## PROBLEM TO SOLVE
Across the listing below, count the lines containing "boulder". Give nothing but the number.

## THE DATA
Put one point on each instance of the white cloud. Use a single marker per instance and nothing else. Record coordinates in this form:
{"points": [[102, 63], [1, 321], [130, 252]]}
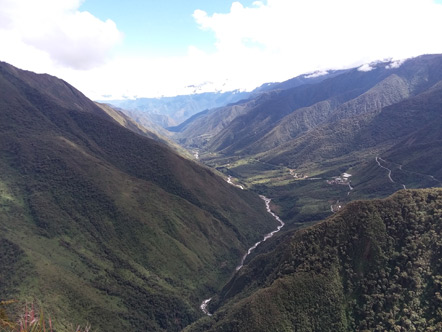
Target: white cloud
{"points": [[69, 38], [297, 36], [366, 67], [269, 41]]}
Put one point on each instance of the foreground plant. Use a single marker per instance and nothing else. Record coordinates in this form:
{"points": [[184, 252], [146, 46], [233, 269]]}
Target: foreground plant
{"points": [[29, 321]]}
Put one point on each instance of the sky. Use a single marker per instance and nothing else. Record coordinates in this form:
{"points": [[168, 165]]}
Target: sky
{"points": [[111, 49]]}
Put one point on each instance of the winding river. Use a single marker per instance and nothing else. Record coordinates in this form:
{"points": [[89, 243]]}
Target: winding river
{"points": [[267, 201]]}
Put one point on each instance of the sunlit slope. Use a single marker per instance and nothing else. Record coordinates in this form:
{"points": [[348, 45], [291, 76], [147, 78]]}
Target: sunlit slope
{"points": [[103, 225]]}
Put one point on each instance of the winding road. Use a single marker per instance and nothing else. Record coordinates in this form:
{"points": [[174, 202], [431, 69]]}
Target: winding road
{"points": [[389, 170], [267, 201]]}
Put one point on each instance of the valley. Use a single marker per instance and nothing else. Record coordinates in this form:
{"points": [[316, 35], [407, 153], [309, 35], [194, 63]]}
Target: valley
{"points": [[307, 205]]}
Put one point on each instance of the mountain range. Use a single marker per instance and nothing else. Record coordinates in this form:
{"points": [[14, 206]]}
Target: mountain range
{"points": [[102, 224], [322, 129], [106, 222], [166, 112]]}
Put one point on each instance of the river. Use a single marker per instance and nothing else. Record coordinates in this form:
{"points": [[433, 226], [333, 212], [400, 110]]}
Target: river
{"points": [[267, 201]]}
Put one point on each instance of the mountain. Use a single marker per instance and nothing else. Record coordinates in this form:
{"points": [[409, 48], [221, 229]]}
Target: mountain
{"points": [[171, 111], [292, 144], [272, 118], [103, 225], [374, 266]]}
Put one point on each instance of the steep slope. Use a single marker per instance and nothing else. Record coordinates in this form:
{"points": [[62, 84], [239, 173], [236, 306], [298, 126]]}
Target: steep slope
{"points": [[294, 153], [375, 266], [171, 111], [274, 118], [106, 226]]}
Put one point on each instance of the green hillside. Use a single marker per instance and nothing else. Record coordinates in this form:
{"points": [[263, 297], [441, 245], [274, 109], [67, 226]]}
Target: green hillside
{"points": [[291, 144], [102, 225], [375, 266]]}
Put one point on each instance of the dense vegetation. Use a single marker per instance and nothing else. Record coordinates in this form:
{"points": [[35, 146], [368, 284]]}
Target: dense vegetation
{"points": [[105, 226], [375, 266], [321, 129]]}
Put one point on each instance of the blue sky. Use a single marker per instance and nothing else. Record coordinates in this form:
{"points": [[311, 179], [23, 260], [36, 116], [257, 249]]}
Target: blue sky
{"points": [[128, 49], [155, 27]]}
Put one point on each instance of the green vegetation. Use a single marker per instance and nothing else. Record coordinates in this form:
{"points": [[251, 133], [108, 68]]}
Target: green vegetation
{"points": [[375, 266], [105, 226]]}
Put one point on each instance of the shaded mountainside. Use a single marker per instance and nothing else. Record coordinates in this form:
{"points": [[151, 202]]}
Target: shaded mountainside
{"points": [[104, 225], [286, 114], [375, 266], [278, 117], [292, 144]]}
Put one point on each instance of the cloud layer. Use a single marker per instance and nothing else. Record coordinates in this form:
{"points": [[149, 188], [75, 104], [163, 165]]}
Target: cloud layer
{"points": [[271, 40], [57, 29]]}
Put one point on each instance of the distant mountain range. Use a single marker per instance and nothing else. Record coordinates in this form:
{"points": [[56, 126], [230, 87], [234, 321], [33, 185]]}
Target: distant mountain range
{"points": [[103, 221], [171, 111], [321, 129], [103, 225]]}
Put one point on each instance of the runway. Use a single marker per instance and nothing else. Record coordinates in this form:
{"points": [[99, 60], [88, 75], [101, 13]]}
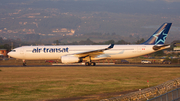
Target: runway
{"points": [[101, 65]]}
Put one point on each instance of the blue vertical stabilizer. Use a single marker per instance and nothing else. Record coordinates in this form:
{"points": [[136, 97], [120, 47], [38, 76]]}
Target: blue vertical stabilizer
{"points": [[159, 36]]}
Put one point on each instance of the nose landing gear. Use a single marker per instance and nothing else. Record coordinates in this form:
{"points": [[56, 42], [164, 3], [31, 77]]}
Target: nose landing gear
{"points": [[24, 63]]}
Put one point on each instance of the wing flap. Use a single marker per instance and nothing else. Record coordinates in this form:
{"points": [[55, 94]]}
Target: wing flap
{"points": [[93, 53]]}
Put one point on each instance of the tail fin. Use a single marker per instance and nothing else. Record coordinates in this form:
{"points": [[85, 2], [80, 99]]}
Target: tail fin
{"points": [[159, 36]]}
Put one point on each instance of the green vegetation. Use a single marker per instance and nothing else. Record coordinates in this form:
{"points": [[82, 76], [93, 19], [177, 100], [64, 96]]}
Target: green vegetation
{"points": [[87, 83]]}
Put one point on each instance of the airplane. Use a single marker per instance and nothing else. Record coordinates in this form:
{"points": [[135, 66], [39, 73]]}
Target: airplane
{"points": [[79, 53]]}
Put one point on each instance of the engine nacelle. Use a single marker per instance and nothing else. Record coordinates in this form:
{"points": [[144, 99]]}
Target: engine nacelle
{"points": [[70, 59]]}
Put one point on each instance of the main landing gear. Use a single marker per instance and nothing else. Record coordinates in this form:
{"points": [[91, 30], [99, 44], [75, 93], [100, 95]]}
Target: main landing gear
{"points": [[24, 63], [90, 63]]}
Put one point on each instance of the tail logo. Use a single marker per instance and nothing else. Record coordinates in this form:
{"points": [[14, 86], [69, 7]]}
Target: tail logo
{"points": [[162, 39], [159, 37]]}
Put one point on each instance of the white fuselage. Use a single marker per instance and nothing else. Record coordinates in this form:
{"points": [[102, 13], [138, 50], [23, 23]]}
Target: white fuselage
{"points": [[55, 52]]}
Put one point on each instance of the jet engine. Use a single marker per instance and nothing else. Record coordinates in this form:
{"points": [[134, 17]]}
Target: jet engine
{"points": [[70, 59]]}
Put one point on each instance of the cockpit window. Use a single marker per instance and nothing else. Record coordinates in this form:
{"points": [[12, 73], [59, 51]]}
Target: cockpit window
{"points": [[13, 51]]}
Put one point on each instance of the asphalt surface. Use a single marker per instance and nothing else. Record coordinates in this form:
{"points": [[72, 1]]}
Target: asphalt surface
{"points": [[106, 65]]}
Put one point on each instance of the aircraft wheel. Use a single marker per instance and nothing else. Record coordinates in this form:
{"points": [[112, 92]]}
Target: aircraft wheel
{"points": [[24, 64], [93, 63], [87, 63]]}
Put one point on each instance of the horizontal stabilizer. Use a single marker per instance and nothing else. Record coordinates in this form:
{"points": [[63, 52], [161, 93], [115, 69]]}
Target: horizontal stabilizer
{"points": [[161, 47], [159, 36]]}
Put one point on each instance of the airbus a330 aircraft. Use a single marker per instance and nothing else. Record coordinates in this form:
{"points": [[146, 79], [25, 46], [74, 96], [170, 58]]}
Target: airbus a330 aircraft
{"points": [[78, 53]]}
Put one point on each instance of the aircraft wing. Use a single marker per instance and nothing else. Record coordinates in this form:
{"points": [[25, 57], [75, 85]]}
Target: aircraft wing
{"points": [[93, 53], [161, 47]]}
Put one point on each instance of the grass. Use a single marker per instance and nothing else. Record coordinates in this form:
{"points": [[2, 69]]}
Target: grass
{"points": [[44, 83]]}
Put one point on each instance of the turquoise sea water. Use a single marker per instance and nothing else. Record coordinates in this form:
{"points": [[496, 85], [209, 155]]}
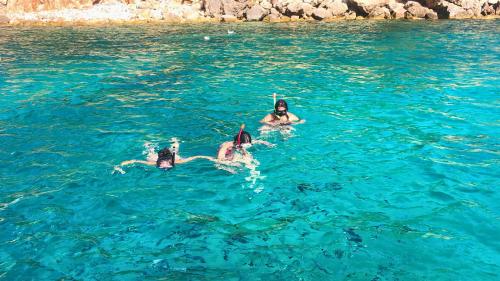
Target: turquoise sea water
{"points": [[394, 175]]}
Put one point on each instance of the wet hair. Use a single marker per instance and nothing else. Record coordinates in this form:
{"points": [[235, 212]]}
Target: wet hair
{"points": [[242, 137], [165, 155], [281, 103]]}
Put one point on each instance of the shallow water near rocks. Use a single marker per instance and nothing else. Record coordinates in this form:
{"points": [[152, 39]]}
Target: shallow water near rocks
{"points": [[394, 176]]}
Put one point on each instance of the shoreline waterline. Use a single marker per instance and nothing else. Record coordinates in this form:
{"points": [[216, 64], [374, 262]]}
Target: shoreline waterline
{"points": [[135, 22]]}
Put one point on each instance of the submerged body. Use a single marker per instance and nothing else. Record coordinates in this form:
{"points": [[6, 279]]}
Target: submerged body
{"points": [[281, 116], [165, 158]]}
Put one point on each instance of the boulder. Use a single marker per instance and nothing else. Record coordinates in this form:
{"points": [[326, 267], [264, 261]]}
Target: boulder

## WRITTEN ANSWER
2